*TASK INSTRUCTIONS*. Convert the records from the line containing "Expected: for every instance of the pink" through the line containing "(1078, 269)", both included, into a JSON list of strings with one string per line and blank lines omitted.

*MATERIAL TO PROCESS*.
"""

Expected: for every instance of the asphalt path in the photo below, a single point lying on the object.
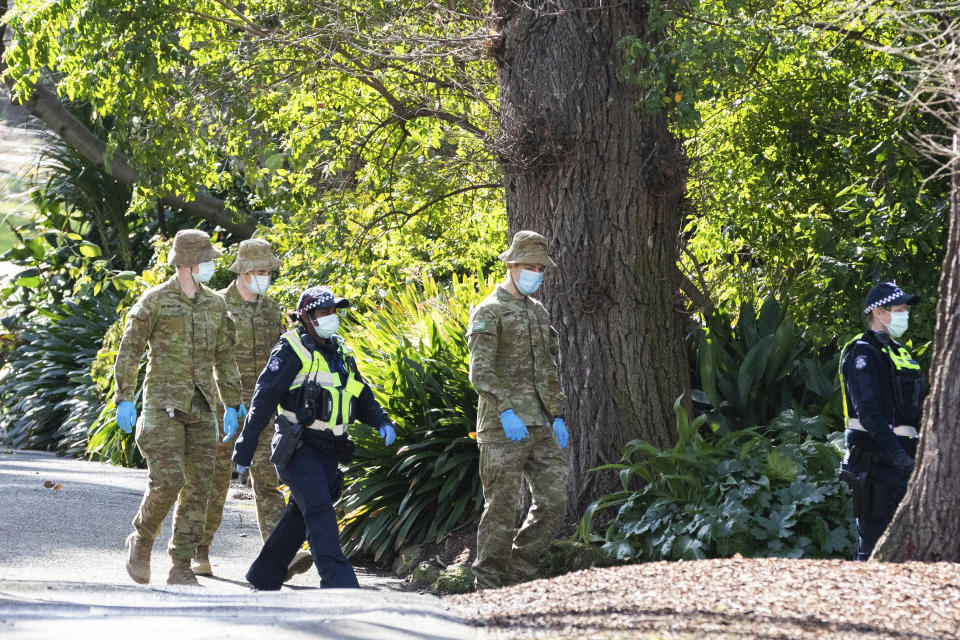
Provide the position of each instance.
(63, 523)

"""
"""

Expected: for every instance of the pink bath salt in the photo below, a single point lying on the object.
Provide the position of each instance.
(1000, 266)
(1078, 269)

"""

*EXERCISE ANSWER*.
[
  "Expected: for every instance of the pink bath salt in the photo below, a single point lying on the object.",
  "Provide the position of each instance.",
  "(1000, 266)",
  "(1078, 269)"
]